• **Stated task**:
Convert the entries below, from the line containing "shape [[505, 340]]." through the line containing "[[482, 152]]", inclusive, into a Markdown table with the columns Row and Content, numbering each line in the first column and omitting any blank lines.

• **Dataset rows**:
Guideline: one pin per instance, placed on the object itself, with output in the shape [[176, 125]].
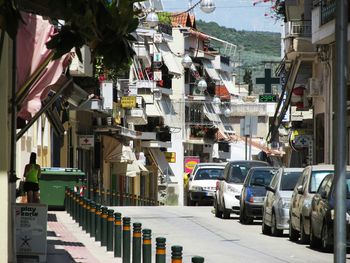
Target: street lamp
[[207, 6], [152, 19]]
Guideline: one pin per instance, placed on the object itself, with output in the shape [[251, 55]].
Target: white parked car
[[202, 183], [277, 201], [229, 187]]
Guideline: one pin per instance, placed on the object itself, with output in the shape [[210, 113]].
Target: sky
[[237, 14]]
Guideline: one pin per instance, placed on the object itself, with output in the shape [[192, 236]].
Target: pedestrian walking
[[32, 172]]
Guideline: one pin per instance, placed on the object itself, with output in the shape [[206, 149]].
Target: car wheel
[[304, 238], [218, 213], [243, 218], [324, 238], [274, 230], [293, 233], [265, 229], [314, 241]]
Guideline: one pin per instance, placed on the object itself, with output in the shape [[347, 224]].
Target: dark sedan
[[253, 193], [322, 214]]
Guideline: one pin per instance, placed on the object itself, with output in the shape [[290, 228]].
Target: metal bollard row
[[114, 231]]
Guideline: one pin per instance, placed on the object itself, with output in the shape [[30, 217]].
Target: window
[[316, 179], [289, 180]]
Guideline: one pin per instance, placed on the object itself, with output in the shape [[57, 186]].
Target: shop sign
[[170, 157], [128, 102], [86, 140]]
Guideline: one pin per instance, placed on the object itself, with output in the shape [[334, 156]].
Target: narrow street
[[218, 240]]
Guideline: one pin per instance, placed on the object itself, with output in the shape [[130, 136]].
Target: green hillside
[[253, 47]]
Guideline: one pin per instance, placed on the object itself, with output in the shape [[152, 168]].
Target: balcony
[[249, 109], [301, 28]]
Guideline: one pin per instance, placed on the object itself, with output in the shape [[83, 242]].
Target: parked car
[[202, 183], [322, 214], [300, 209], [229, 187], [254, 192], [277, 201]]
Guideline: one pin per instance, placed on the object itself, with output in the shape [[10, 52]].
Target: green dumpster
[[53, 182]]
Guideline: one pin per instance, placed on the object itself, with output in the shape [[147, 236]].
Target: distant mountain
[[253, 47]]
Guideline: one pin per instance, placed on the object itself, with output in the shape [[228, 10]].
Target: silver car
[[277, 201]]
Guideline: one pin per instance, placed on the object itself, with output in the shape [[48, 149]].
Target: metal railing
[[128, 241], [327, 11]]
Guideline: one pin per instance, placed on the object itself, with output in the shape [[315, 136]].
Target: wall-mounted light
[[216, 100], [186, 61], [207, 6], [152, 19], [202, 85], [227, 112]]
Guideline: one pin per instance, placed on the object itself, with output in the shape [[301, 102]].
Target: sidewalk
[[67, 242]]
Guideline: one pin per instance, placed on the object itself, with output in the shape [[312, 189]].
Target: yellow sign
[[128, 102], [170, 157]]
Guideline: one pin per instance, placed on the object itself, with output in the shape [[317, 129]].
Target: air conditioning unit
[[314, 87], [197, 92], [84, 68]]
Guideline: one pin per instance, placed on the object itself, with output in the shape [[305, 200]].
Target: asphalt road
[[219, 241]]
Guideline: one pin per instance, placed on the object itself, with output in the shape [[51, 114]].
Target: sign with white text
[[30, 230]]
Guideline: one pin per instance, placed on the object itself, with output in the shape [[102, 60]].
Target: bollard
[[83, 222], [103, 200], [81, 216], [104, 216], [160, 250], [136, 243], [147, 246], [98, 222], [197, 259], [108, 197], [110, 223], [176, 254], [92, 197], [114, 198], [92, 219], [126, 239], [117, 234], [88, 223]]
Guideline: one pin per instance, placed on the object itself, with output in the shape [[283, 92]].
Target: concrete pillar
[[6, 226]]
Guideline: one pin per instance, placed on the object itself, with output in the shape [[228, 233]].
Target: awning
[[228, 83], [152, 110], [169, 59], [32, 55], [159, 158], [208, 66]]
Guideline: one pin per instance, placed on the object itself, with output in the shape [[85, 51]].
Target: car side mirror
[[323, 194], [269, 188], [300, 189]]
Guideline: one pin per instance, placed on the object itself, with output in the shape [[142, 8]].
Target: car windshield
[[316, 179], [261, 177], [289, 180], [238, 172], [208, 173]]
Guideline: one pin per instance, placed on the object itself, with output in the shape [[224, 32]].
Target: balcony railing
[[327, 11], [301, 28]]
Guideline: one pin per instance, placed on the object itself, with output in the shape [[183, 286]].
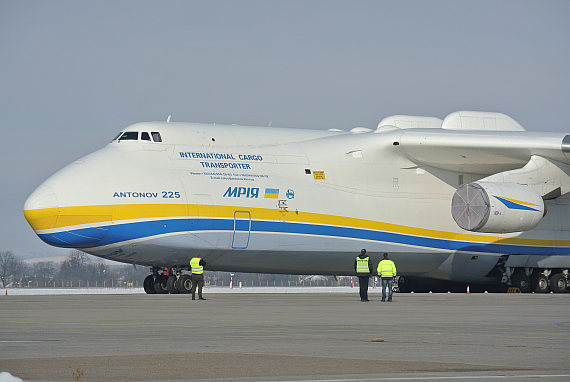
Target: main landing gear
[[165, 280], [537, 280]]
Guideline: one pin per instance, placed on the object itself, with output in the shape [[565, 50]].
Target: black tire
[[171, 285], [184, 284], [148, 285], [160, 284], [522, 281], [558, 283], [540, 284]]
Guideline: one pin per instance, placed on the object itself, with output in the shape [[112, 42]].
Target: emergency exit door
[[242, 229]]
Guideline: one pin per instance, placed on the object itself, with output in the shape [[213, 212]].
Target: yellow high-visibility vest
[[386, 268], [197, 269], [362, 265]]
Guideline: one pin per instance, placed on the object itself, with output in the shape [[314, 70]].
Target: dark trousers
[[387, 283], [363, 283], [197, 280]]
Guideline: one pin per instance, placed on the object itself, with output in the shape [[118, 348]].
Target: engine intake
[[496, 207]]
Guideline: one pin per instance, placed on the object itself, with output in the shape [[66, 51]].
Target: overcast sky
[[74, 73]]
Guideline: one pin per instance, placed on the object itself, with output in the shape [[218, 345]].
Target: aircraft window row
[[144, 136]]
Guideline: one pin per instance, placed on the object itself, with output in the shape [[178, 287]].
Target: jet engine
[[496, 207]]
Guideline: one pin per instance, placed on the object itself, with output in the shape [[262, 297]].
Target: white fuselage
[[255, 199]]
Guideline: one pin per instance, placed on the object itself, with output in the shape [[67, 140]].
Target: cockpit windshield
[[134, 136], [129, 136]]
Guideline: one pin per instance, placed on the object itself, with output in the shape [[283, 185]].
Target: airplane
[[473, 198]]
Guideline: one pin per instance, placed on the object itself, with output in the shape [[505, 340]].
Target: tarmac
[[286, 337]]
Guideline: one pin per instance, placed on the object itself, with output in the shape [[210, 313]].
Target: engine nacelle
[[496, 207]]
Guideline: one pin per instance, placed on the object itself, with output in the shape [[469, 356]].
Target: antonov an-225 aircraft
[[473, 198]]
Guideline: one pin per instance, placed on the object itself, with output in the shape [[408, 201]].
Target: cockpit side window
[[156, 136], [129, 136]]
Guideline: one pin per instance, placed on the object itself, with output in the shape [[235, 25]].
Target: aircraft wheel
[[160, 284], [540, 283], [148, 284], [171, 285], [522, 282], [184, 284], [558, 283]]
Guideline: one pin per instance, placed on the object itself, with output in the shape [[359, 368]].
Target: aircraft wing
[[482, 152]]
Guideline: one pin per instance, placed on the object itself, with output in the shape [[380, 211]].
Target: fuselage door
[[242, 229]]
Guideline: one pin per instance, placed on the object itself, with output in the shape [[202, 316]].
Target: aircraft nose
[[61, 221]]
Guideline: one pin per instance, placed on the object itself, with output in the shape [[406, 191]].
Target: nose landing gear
[[171, 281]]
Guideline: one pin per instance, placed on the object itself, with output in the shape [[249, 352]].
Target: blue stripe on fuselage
[[89, 237]]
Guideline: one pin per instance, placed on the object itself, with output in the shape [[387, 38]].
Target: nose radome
[[42, 208]]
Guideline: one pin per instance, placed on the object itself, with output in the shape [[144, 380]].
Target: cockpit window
[[156, 136], [129, 136]]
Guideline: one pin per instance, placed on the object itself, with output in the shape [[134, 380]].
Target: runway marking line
[[439, 378]]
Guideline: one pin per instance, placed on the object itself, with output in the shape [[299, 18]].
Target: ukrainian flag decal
[[516, 204], [272, 193]]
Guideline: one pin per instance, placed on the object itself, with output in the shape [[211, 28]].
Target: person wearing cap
[[387, 273], [363, 268], [197, 265]]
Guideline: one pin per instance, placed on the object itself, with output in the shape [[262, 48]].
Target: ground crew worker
[[387, 273], [363, 268], [197, 265]]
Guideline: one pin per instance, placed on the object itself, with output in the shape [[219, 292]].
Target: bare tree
[[75, 266], [44, 272], [12, 269]]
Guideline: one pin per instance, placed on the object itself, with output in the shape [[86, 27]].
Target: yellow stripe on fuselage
[[519, 202], [51, 218]]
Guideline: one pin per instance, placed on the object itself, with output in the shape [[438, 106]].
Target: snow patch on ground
[[61, 291]]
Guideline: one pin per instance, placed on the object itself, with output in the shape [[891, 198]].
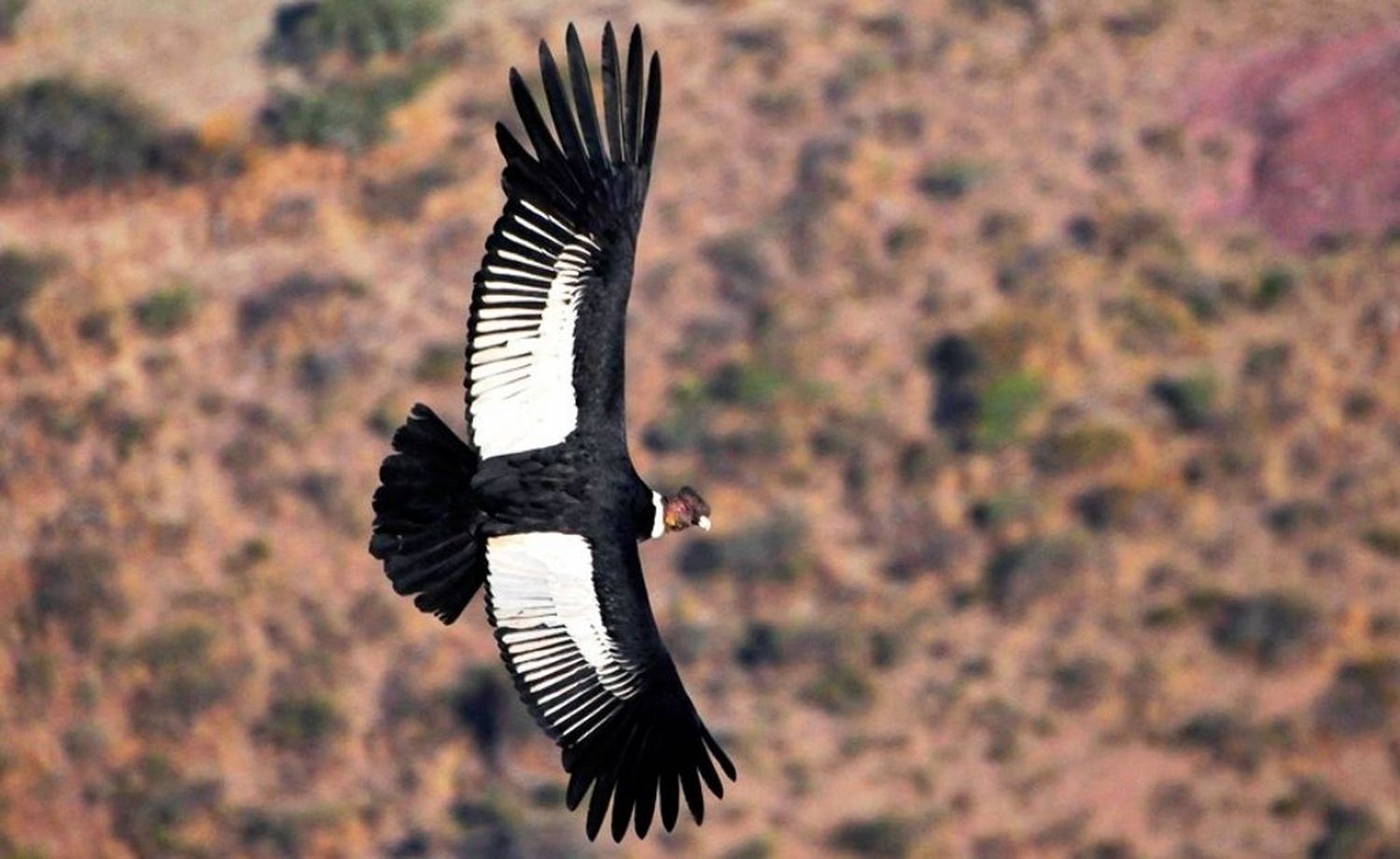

• **Answer for this exercise**:
| Row | Content |
|---|---|
| 1 | Guideline: one pin per instance, placed on the object itself, with output in the shape [[505, 340]]. |
| 2 | Target: tarmac |
| 3 | [[286, 337]] |
| 4 | Guideline: one pin per instance, placed on the object itself, with output in the shape [[210, 313]]. |
| 5 | Target: engine nacelle |
| 6 | [[496, 207]] |
| 7 | Guideline: one pin per instance, placed on the object itself, with output in the shape [[469, 356]]. |
| 8 | Target: antonov an-225 aircraft |
| 9 | [[473, 198]] |
| 10 | Guideline: one pin per instance, placed on the object itself, with output in the shape [[408, 201]]. |
| 11 | Target: cockpit side window |
| 12 | [[156, 136], [129, 136]] |
| 13 | Guideline: one pin per instance, placed on the object itself, with output in the shape [[235, 25]]. |
| 14 | Target: aircraft wheel |
| 15 | [[160, 284], [540, 283], [148, 284], [171, 285], [522, 282], [184, 284], [558, 283]] |
| 16 | Guideline: one pin per instance, placed on the object itself, with output in the shape [[359, 368]]. |
| 17 | Target: aircraft wing |
| 18 | [[482, 152]] |